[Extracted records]

####################

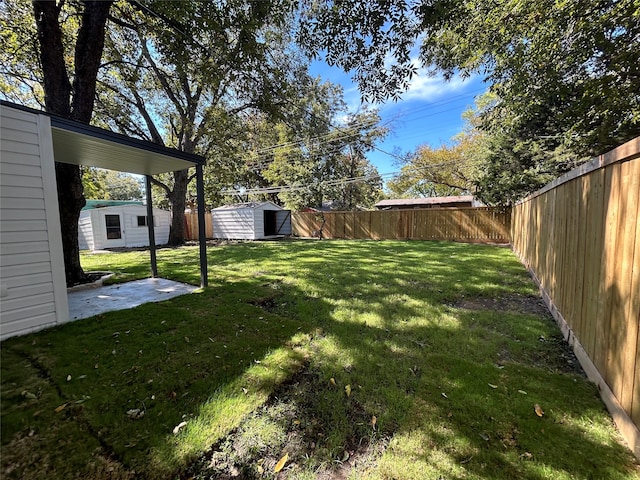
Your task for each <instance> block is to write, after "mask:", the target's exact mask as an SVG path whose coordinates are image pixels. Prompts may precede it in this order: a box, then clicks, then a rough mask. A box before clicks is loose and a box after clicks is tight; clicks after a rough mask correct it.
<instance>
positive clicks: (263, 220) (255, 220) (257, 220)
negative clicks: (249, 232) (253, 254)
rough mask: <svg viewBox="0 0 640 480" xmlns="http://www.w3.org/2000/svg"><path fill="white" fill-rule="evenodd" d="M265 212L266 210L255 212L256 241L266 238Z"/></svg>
mask: <svg viewBox="0 0 640 480" xmlns="http://www.w3.org/2000/svg"><path fill="white" fill-rule="evenodd" d="M264 211H265V209H264V208H257V209H255V210H254V211H253V232H254V236H253V238H254V240H257V239H259V238H264Z"/></svg>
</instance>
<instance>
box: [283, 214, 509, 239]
mask: <svg viewBox="0 0 640 480" xmlns="http://www.w3.org/2000/svg"><path fill="white" fill-rule="evenodd" d="M323 221H324V226H323ZM291 222H292V227H293V234H294V235H297V236H299V237H313V236H317V235H318V233H317V232H319V231H320V229H321V228H322V236H323V238H343V239H372V240H401V239H410V240H450V241H457V242H470V243H509V241H510V226H511V211H510V209H504V208H495V207H476V208H429V209H414V210H383V211H373V212H323V213H307V212H304V213H303V212H296V213H293V214H292V218H291Z"/></svg>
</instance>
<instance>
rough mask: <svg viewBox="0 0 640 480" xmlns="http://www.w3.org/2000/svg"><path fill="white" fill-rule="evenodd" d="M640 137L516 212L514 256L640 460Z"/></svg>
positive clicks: (573, 174)
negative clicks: (522, 264) (529, 271)
mask: <svg viewBox="0 0 640 480" xmlns="http://www.w3.org/2000/svg"><path fill="white" fill-rule="evenodd" d="M639 214H640V137H638V138H636V139H635V140H632V141H631V142H628V143H626V144H624V145H622V146H621V147H618V148H616V149H615V150H612V151H611V152H609V153H607V154H605V155H602V156H600V157H598V158H595V159H593V160H592V161H591V162H589V163H587V164H585V165H582V166H581V167H579V168H578V169H576V170H574V171H572V172H569V173H568V174H566V175H565V176H563V177H560V178H559V179H557V180H556V181H554V182H552V183H551V184H549V185H548V186H547V187H545V188H543V189H542V190H540V191H538V192H536V193H535V194H533V195H531V196H530V197H528V198H526V199H524V200H523V201H521V202H520V203H518V204H517V205H516V206H515V207H514V208H513V222H512V236H513V240H512V243H513V249H514V251H515V252H516V254H518V255H519V256H520V258H521V259H522V261H523V263H524V264H525V265H526V266H527V267H528V268H529V270H530V271H531V273H532V274H533V275H534V277H535V278H536V280H537V281H538V283H539V284H540V287H541V290H542V293H543V297H544V298H545V301H546V302H547V305H548V306H549V309H550V310H551V312H552V313H553V315H554V317H555V318H556V320H557V321H558V323H559V324H560V326H561V328H562V330H563V332H564V334H565V338H567V340H569V342H570V343H571V344H572V345H573V346H574V350H575V352H576V354H577V356H578V358H579V359H580V363H581V364H582V366H583V367H584V368H585V371H586V372H587V374H588V375H589V377H590V378H591V379H592V380H594V381H595V382H596V383H597V384H598V386H599V388H600V391H601V394H602V397H603V399H604V401H605V403H606V404H607V407H608V408H609V411H610V412H611V414H612V416H613V418H614V420H615V421H616V424H617V425H618V427H619V429H620V431H621V433H622V434H623V436H624V437H625V439H626V440H627V442H628V443H629V444H630V446H631V448H632V450H633V451H634V453H635V454H636V456H638V458H640V431H639V430H638V427H640V347H639V342H640V336H639V332H638V330H639V323H640V221H639Z"/></svg>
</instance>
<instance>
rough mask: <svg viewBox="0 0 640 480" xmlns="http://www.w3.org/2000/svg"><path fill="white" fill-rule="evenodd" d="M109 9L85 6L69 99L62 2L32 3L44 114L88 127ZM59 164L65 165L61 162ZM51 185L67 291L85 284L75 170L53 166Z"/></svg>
mask: <svg viewBox="0 0 640 480" xmlns="http://www.w3.org/2000/svg"><path fill="white" fill-rule="evenodd" d="M112 3H113V2H111V1H103V2H99V1H87V2H84V10H83V12H82V17H81V18H82V19H81V24H80V28H79V30H78V38H77V39H76V48H75V75H74V81H73V97H72V95H71V92H72V87H71V82H70V81H69V73H68V72H67V69H66V65H65V58H64V38H63V33H62V29H61V28H60V23H59V15H60V8H61V6H62V5H63V2H52V1H34V2H33V13H34V17H35V20H36V26H37V28H38V44H39V47H40V61H41V62H42V73H43V78H44V94H45V95H44V98H45V109H46V111H47V112H51V113H55V114H57V115H60V116H62V117H65V118H71V119H74V120H78V121H80V122H83V123H89V122H90V121H91V115H92V113H93V105H94V101H95V92H96V79H97V76H98V68H99V67H100V59H101V58H102V51H103V48H104V37H105V26H106V22H107V16H108V14H109V9H110V8H111V5H112ZM72 98H73V103H72ZM58 160H60V161H64V159H63V158H59V159H58ZM56 183H57V188H58V207H59V210H60V222H61V225H60V227H61V230H62V248H63V251H64V264H65V273H66V280H67V286H71V285H75V284H78V283H81V282H82V281H83V280H84V279H85V274H84V271H83V270H82V266H81V265H80V248H79V245H78V220H79V218H80V210H82V207H84V205H85V203H86V201H85V199H84V195H83V187H82V176H81V174H80V167H79V166H77V165H69V164H64V163H56Z"/></svg>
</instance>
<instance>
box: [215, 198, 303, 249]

####################

> Task to carry out
Retype all entries exactly; omit pictures.

> Exercise output
Your task for each <instance> block is to write, after "mask:", the target's exact mask as an SVG path whose coordinates are image pixels. Prompts may precede it in this order: a box, then clicks, then a rough mask. A box before clicks is loose and a box after clicks is tight; clicks after a rough mask correct it.
<instance>
positive clicks: (263, 220) (255, 220) (257, 220)
negative clicks: (249, 232) (253, 254)
rough mask: <svg viewBox="0 0 640 480" xmlns="http://www.w3.org/2000/svg"><path fill="white" fill-rule="evenodd" d="M265 212L266 210L255 212L256 241L266 238Z"/></svg>
mask: <svg viewBox="0 0 640 480" xmlns="http://www.w3.org/2000/svg"><path fill="white" fill-rule="evenodd" d="M264 211H265V209H264V208H257V209H255V210H254V211H253V232H254V236H253V238H254V240H257V239H259V238H264Z"/></svg>
</instance>
<instance>
box: [283, 214, 509, 239]
mask: <svg viewBox="0 0 640 480" xmlns="http://www.w3.org/2000/svg"><path fill="white" fill-rule="evenodd" d="M323 221H324V226H323ZM291 222H292V227H293V234H294V235H297V236H299V237H313V236H317V235H318V233H317V232H319V231H320V229H321V228H322V236H323V238H343V239H372V240H401V239H410V240H450V241H457V242H470V243H509V241H510V226H511V211H510V209H504V208H495V207H476V208H429V209H414V210H383V211H373V212H323V213H307V212H304V213H303V212H296V213H293V214H292V218H291Z"/></svg>
</instance>
<instance>
rough mask: <svg viewBox="0 0 640 480" xmlns="http://www.w3.org/2000/svg"><path fill="white" fill-rule="evenodd" d="M640 137L516 212L514 256L640 460Z"/></svg>
positive clicks: (573, 174)
negative clicks: (522, 264) (529, 271)
mask: <svg viewBox="0 0 640 480" xmlns="http://www.w3.org/2000/svg"><path fill="white" fill-rule="evenodd" d="M639 214H640V137H638V138H636V139H635V140H632V141H631V142H628V143H626V144H624V145H622V146H621V147H618V148H616V149H615V150H612V151H611V152H609V153H607V154H605V155H602V156H600V157H598V158H595V159H593V160H592V161H591V162H589V163H587V164H585V165H582V166H581V167H579V168H578V169H576V170H574V171H572V172H569V173H568V174H566V175H565V176H563V177H560V178H559V179H557V180H556V181H554V182H552V183H551V184H549V185H548V186H547V187H545V188H543V189H542V190H540V191H538V192H536V193H535V194H533V195H531V196H530V197H528V198H526V199H524V200H523V201H521V202H520V203H518V204H517V205H516V206H515V207H514V208H513V222H512V236H513V240H512V243H513V249H514V251H515V252H516V254H518V255H519V256H520V258H521V259H522V261H523V263H524V264H525V265H526V266H527V267H528V268H529V270H530V271H531V273H532V274H533V275H534V277H535V278H536V280H537V281H538V283H539V284H540V287H541V290H542V293H543V297H544V298H545V301H546V302H547V305H548V306H549V309H550V310H551V312H552V313H553V315H554V317H555V318H556V320H557V321H558V323H559V324H560V326H561V328H562V330H563V332H564V334H565V338H567V340H569V342H570V343H571V344H572V345H573V346H574V350H575V352H576V354H577V356H578V358H579V359H580V363H581V364H582V366H583V367H584V368H585V371H586V372H587V374H588V375H589V377H590V378H591V379H592V380H594V381H595V382H596V383H597V384H598V386H599V388H600V391H601V394H602V397H603V399H604V401H605V403H606V404H607V407H608V408H609V411H610V412H611V414H612V416H613V418H614V420H615V421H616V424H617V425H618V427H619V429H620V431H621V433H622V434H623V436H624V437H625V439H626V440H627V442H628V443H629V444H630V446H631V448H632V450H633V451H634V453H635V454H636V456H638V458H640V431H639V430H638V427H640V347H639V342H640V336H639V332H638V330H639V323H640V221H639Z"/></svg>
</instance>
<instance>
rough mask: <svg viewBox="0 0 640 480" xmlns="http://www.w3.org/2000/svg"><path fill="white" fill-rule="evenodd" d="M109 9L85 6L69 99L62 2L32 3L44 114L88 127ZM59 164L65 165L61 162ZM51 185L67 291L85 284L75 170L53 166Z"/></svg>
mask: <svg viewBox="0 0 640 480" xmlns="http://www.w3.org/2000/svg"><path fill="white" fill-rule="evenodd" d="M112 3H113V2H111V1H103V2H99V1H87V2H84V10H83V12H82V17H81V18H82V19H81V24H80V28H79V30H78V38H77V39H76V48H75V75H74V81H73V97H72V95H71V92H72V87H71V82H70V81H69V73H68V72H67V69H66V65H65V58H64V38H63V33H62V29H61V28H60V23H59V15H60V8H61V6H62V5H63V2H52V1H34V2H33V13H34V17H35V20H36V26H37V28H38V44H39V47H40V61H41V62H42V73H43V78H44V94H45V95H44V98H45V109H46V111H47V112H51V113H55V114H57V115H60V116H62V117H65V118H71V119H74V120H78V121H80V122H83V123H89V122H90V121H91V115H92V113H93V105H94V101H95V92H96V79H97V76H98V68H99V67H100V59H101V58H102V51H103V48H104V37H105V26H106V22H107V16H108V14H109V9H110V8H111V5H112ZM72 98H73V103H72ZM58 160H60V161H64V159H63V158H59V159H58ZM56 183H57V188H58V207H59V210H60V222H61V225H60V227H61V230H62V248H63V251H64V264H65V273H66V280H67V286H71V285H75V284H78V283H81V282H82V281H83V280H84V279H85V274H84V271H83V270H82V266H81V265H80V248H79V245H78V220H79V218H80V210H82V207H84V205H85V203H86V201H85V199H84V195H83V187H82V176H81V174H80V167H79V166H77V165H69V164H64V163H56Z"/></svg>
</instance>
<instance>
box: [215, 198, 303, 249]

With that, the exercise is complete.